Dataset records:
↓↓↓

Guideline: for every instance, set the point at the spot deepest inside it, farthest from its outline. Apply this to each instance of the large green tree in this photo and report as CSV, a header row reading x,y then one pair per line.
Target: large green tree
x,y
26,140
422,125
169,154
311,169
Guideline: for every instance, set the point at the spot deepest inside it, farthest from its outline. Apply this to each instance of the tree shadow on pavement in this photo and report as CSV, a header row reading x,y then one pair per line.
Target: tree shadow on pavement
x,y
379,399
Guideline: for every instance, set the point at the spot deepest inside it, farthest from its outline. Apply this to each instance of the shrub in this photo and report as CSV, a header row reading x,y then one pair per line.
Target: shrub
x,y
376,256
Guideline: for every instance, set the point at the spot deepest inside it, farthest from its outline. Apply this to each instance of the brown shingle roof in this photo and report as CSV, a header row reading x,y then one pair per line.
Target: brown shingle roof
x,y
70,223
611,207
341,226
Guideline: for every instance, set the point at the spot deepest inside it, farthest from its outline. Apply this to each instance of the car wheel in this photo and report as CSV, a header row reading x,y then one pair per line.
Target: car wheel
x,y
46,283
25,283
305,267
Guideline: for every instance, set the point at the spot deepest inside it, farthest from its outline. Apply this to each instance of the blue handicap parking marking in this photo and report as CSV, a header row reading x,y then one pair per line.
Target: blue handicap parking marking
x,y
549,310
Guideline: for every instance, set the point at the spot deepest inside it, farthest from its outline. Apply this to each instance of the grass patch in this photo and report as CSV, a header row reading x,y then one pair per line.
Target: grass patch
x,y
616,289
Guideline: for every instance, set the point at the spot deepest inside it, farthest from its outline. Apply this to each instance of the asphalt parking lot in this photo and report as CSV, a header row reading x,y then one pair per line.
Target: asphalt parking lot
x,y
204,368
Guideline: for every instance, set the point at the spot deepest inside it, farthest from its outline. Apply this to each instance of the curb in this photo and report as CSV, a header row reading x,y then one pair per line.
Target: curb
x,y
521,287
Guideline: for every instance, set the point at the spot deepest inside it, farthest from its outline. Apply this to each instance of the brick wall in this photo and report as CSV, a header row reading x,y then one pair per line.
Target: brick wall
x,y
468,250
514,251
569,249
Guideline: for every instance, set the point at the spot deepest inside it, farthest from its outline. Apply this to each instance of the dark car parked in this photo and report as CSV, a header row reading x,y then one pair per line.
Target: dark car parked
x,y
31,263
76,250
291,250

↑↑↑

#### ASSIGNMENT:
Each line above needs to be written out again exactly.

#### SOLUTION:
Guideline: for every instance, set the point at the spot deepest inside it, farthest from its outline. Apply this to each instance of the large green tree in this photo and report as CSV, a header row reading x,y then one pair per line.
Target: large green tree
x,y
26,140
422,125
169,154
311,169
Guideline: for every instance, set the point at the spot deepest inside it, farthest from its outline. Apply this to each instance of the tree shadow on pavement in this photo and report as CSV, a header row reading x,y then one pair per line.
Target: tree shadow on pavement
x,y
379,399
Guideline: for every instance, set the point at the spot deepest inside it, farthest from its outline. Apply this to each instance of the shrub in this photo and report as CSV, a header row reading x,y then one pair per line.
Target: shrub
x,y
376,256
Guideline: for every instance, set the point at the spot deepest inside it, farthest from its outline. Apply this to each instance of the brown shingle roof in this photo and report as CSV, a header row reading x,y then one pair per line.
Target: brown shingle roof
x,y
70,223
611,207
341,226
Guideline: for every instance, set the point at the spot deepest inside it, farthest from its outline. Apply this to each instance of the car wheel in this photo and report as CSV, a header row reading x,y then one pair per line.
Target: car wheel
x,y
46,283
25,283
305,267
Guideline: for every instance, set the point at the spot deepest inside it, farthest from its outline. Apply this to each instance of the blue handicap parking marking in this photo and report as CSV, a header row reading x,y then one pair per line.
Target: blue handicap parking marking
x,y
549,310
Guideline: for every instance, set the point at the spot deepest inside it, farthest from its outline. Apply this to each instance of the grass patch in this photo and report as CSV, a header row reading x,y then one pair per line.
Target: grass patch
x,y
616,289
Guideline: for every instance, set the point at the spot deepest inside it, farthest from its outline. Apply this to each instance of the asphalt parking lot in this photo and report as CSV, a header row reading x,y then one pair per line.
Target: asphalt parking lot
x,y
204,368
Guideline: for every instance, set the point at the spot deepest inside it, farthest from its outline. Apply this to each instance of the curb in this photo and report as CSV, a header row reading x,y then one pair per line.
Target: curb
x,y
521,287
Guideline: for every instance, set the point at the spot deepest inside it, farthest from its outline. Apply this to each instance of the brick wall in this photo and report as CSV, a header row reading x,y then one pair per line.
Target: brick wall
x,y
468,250
514,251
569,249
Guideline: for every instance, set the point at the spot deepest inside it, farthest from its outline. Apply this to each instance of the dark car parked in this photo and report as CSV, a header row reading x,y then one pair per line.
Target: dark car parked
x,y
31,263
76,250
291,250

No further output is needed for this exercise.